* Task description *
Extract every line below, verbatim.

--- START Records to process ---

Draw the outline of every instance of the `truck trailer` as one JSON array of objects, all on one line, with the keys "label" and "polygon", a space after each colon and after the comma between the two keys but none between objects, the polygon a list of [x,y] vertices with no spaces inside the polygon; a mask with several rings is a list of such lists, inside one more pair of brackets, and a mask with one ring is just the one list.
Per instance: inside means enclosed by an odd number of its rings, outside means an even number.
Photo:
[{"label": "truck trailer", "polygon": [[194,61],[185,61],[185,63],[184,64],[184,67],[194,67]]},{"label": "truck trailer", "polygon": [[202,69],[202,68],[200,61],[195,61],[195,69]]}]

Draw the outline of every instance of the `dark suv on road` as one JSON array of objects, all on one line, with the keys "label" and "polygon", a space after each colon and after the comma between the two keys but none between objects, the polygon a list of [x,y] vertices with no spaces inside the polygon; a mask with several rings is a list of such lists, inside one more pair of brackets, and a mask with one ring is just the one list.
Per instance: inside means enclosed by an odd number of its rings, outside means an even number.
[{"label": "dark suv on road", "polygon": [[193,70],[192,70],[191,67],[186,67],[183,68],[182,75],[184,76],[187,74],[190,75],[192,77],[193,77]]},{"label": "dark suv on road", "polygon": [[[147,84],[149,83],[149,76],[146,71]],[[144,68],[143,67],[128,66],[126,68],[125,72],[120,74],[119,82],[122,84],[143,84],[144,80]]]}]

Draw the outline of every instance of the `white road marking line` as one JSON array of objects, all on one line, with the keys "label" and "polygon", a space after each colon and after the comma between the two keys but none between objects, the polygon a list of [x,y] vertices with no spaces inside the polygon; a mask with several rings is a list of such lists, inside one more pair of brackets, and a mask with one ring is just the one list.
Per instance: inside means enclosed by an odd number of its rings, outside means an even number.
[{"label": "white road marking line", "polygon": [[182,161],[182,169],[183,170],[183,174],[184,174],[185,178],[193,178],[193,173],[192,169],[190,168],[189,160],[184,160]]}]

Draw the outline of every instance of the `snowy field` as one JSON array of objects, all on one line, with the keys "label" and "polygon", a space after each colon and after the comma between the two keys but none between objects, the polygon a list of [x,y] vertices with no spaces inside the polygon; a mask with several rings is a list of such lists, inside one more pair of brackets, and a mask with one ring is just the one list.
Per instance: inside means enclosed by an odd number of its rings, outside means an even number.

--- END Records to process ---

* Worked solution *
Draw the outline of every instance of the `truck trailer` as one JSON array of objects, all on one line, with the keys "label" and "polygon", a space after each colon and after the comma between the two keys but none between objects, the polygon a list of [x,y] vertices with no spaces inside the polygon; a mask with several rings is a list of such lists, inside one more pair of brackets, and a mask with one ring is just the one list.
Per instance: inside means enclosed by an odd number of its rings, outside means an even number.
Photo:
[{"label": "truck trailer", "polygon": [[194,61],[185,61],[185,63],[184,64],[184,67],[194,67]]},{"label": "truck trailer", "polygon": [[202,69],[202,68],[200,61],[195,61],[195,69]]}]

Draw the outline of every instance of the `dark suv on road` as one JSON array of objects, all on one line, with the keys "label" and "polygon", a space after each colon and after the comma between the two keys but none between objects, the polygon a list of [x,y] vertices with no spaces inside the polygon; a mask with several rings is a list of such lists, inside one more pair of brackets, and a mask with one ring is just the one list.
Per instance: inside means enclosed by an odd number of its rings, outside means an even number.
[{"label": "dark suv on road", "polygon": [[193,70],[192,70],[191,67],[186,67],[183,68],[182,75],[184,76],[187,74],[190,75],[192,77],[193,77]]},{"label": "dark suv on road", "polygon": [[[147,84],[149,83],[149,76],[146,71]],[[144,68],[143,67],[128,66],[126,68],[125,72],[120,74],[119,82],[122,84],[143,84],[144,80]]]}]

Draw the outline of every instance of the `white road marking line` as one JSON array of objects, all on one line, with the keys "label" and "polygon", a space after each colon and after the comma between the two keys but none between objects, the polygon a list of [x,y] vertices with no spaces inside the polygon; a mask with several rings is a list of such lists, inside one more pair of brackets, and a mask with one ring is just the one list.
Per instance: inside means enclosed by an odd number of its rings, outside means an even number.
[{"label": "white road marking line", "polygon": [[182,161],[182,169],[183,170],[183,174],[184,174],[185,178],[193,178],[193,173],[192,169],[190,168],[189,160],[184,160]]}]

Draw the outline of every instance of the `snowy field` as one JSON array of objects, all on one line, with the keys "label" and "polygon", a space after each colon and after the comma between the two keys but none between objects, the polygon a list of [x,y] vertices with no spaces inside the polygon; a mask with several rings is a list of such lists, inside one more pair of brackets, and a mask with one ring is just the one list.
Per instance: inside means enclosed by an odd number of its rings, outside means an even number.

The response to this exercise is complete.